Region pointing data
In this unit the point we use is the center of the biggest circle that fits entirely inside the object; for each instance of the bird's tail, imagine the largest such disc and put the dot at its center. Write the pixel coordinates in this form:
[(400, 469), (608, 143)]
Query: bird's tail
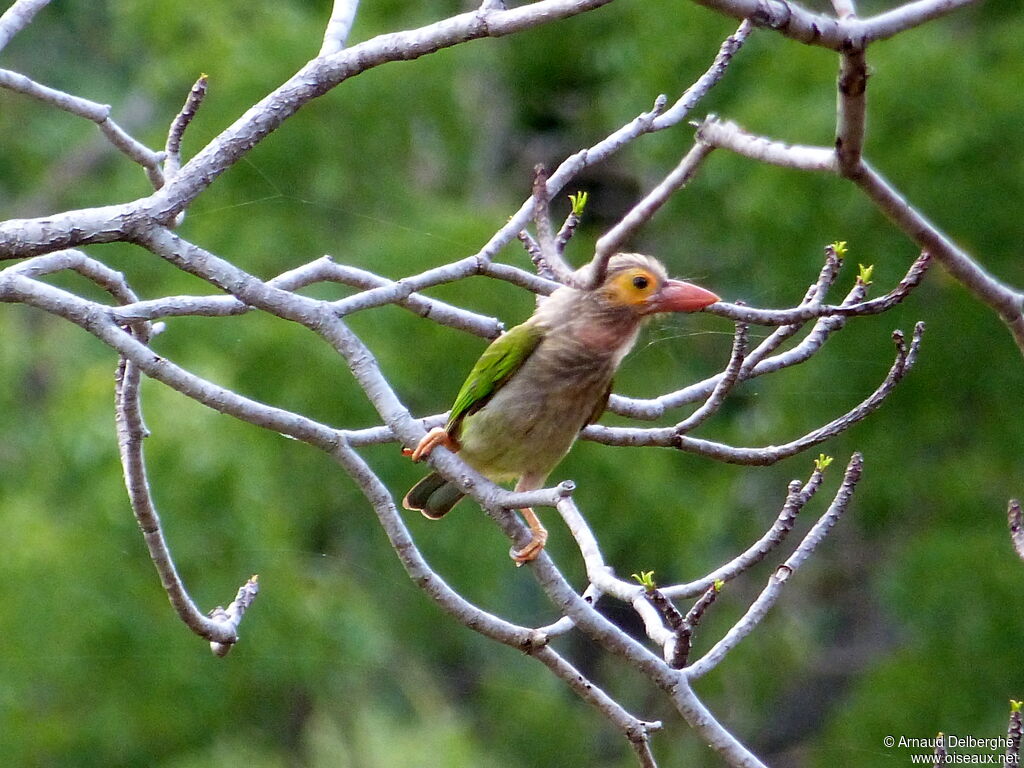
[(433, 496)]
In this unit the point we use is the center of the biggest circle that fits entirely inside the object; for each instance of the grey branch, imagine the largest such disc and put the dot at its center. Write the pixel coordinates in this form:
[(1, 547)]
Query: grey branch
[(182, 120), (796, 499), (98, 114), (796, 22), (759, 609), (338, 27), (125, 328), (1008, 302), (670, 437)]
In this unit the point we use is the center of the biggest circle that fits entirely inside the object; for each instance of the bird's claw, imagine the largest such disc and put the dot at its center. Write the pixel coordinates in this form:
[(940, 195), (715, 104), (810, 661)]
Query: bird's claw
[(433, 438), (531, 551)]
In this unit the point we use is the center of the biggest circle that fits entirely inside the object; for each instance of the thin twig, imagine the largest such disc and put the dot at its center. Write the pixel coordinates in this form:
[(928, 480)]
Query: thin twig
[(172, 163), (1016, 526), (98, 114), (612, 241), (759, 609), (338, 27), (668, 437)]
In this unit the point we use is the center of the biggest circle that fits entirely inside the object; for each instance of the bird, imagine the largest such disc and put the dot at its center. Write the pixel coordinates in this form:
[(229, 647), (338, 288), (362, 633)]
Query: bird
[(539, 384)]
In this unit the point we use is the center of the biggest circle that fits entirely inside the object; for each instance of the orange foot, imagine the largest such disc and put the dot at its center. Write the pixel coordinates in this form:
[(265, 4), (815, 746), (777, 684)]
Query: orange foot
[(433, 438), (537, 542)]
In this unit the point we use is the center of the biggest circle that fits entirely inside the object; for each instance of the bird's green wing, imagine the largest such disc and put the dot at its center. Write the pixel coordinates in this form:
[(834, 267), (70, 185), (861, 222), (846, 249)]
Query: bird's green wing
[(498, 363)]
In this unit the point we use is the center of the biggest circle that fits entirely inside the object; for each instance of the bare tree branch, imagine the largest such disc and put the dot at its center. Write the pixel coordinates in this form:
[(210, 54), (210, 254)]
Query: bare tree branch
[(816, 29), (340, 24), (181, 122), (669, 436), (759, 609)]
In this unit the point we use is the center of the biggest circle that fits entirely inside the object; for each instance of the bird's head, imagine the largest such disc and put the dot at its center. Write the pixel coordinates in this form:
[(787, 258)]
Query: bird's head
[(640, 283)]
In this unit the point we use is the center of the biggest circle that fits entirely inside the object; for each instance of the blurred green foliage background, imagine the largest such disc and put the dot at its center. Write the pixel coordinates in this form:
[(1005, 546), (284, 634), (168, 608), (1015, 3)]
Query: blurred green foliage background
[(909, 619)]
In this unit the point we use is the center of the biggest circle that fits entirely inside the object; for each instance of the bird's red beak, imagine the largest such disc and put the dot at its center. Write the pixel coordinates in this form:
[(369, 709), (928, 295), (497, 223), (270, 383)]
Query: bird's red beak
[(677, 296)]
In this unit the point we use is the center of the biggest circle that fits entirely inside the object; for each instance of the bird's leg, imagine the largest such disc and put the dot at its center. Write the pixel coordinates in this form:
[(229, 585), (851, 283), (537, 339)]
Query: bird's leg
[(539, 534), (433, 438)]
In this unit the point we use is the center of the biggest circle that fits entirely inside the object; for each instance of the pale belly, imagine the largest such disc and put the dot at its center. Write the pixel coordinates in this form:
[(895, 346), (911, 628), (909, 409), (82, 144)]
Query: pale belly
[(531, 422)]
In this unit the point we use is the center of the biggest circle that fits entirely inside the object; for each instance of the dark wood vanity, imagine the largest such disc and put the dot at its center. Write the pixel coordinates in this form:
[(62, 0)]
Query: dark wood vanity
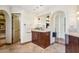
[(73, 45), (41, 38)]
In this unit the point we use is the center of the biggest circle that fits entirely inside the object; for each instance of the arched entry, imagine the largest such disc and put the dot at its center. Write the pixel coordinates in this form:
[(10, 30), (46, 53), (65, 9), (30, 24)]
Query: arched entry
[(59, 26), (3, 22)]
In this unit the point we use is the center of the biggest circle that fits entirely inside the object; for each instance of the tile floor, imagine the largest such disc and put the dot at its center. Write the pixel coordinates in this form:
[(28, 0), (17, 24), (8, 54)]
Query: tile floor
[(32, 48)]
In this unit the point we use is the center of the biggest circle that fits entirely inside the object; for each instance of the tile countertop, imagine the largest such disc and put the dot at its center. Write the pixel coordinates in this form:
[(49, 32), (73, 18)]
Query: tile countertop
[(76, 34)]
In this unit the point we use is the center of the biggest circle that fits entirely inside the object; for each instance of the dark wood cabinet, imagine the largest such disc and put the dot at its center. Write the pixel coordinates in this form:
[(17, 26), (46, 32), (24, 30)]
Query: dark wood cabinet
[(73, 45), (41, 38)]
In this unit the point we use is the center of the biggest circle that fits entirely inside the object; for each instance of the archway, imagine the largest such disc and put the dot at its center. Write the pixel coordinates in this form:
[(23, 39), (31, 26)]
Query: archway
[(59, 20), (3, 26)]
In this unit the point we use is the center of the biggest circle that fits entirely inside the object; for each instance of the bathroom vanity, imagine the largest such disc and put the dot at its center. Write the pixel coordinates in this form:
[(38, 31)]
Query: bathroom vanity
[(41, 38)]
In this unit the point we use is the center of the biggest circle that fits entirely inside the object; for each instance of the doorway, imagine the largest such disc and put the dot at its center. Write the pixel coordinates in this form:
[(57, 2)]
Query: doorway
[(15, 27), (60, 26), (2, 28)]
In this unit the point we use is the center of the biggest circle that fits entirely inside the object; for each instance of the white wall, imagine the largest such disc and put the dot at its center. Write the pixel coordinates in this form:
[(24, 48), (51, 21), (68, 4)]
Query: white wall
[(69, 11)]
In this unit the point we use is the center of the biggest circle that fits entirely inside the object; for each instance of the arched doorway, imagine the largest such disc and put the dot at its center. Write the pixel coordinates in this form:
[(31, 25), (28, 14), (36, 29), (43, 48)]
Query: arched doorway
[(59, 26), (3, 18)]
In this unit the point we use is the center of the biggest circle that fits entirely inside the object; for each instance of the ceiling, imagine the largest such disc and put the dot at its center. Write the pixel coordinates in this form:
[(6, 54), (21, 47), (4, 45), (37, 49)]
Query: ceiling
[(33, 8)]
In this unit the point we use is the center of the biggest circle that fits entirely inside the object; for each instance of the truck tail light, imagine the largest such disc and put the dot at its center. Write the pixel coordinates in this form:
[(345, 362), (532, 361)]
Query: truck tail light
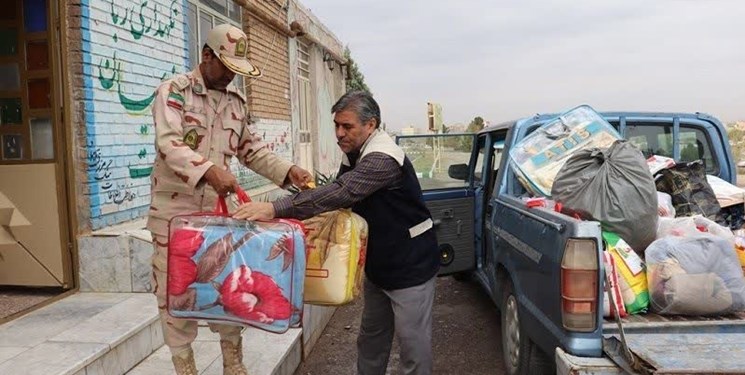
[(579, 285)]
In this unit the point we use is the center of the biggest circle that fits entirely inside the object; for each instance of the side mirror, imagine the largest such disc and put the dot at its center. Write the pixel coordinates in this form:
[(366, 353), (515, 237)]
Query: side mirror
[(458, 172)]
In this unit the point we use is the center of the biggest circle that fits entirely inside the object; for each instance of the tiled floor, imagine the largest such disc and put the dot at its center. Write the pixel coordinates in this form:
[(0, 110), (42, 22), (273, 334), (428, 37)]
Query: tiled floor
[(118, 333), (264, 353), (84, 334), (13, 300)]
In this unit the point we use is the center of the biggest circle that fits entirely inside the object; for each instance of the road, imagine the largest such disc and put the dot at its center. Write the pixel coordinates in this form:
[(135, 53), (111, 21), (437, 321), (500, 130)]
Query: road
[(466, 336)]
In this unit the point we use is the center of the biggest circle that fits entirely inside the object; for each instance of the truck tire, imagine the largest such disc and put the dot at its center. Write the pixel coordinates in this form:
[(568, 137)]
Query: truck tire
[(521, 355), (463, 276)]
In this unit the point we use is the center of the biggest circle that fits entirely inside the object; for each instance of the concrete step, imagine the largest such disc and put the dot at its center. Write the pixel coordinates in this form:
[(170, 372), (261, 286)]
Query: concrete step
[(264, 353), (83, 334)]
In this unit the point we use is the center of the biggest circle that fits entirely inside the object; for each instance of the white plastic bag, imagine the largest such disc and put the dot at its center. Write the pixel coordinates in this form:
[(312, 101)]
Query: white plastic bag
[(692, 226), (697, 275)]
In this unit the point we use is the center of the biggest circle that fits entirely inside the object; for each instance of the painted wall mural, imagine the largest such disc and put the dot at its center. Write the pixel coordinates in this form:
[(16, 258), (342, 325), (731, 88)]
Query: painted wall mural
[(130, 47)]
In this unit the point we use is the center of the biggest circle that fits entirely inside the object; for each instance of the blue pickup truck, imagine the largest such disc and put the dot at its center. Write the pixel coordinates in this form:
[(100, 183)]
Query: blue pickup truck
[(543, 269)]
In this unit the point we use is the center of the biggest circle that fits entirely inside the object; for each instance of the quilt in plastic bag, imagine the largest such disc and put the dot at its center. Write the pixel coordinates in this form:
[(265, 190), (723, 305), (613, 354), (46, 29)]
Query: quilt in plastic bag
[(538, 157), (236, 271), (337, 244), (698, 275)]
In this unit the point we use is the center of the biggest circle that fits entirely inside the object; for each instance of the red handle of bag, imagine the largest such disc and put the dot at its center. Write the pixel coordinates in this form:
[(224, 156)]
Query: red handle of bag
[(222, 204)]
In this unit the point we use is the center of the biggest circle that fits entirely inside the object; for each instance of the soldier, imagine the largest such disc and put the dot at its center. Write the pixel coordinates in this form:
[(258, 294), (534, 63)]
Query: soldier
[(201, 124)]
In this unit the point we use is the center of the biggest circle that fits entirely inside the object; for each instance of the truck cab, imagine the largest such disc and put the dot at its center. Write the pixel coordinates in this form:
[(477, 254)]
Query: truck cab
[(543, 269)]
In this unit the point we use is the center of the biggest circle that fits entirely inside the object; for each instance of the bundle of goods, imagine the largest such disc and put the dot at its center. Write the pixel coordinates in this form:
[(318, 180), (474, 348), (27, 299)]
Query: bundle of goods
[(612, 289), (336, 242), (690, 190), (539, 156), (665, 206), (233, 271), (732, 200), (697, 275), (613, 186), (633, 280), (657, 163), (740, 247)]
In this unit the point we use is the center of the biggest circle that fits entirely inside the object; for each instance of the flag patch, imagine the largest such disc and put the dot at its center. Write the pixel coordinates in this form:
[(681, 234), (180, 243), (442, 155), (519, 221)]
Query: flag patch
[(175, 100)]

# Assignment
Starting with the line with "tile countertop, imagine" above and going on through the line with "[(49, 32), (73, 18)]", transcribe every line exactly, both ends included, and add nothing.

# Output
In this unit the point we use is the center of the biggest circle that fits entirely inside the object; for each instance of the tile countertop, imagine the largest such disc and put the dot at its center. Write the pixel coordinates in this form:
[(49, 32), (73, 18)]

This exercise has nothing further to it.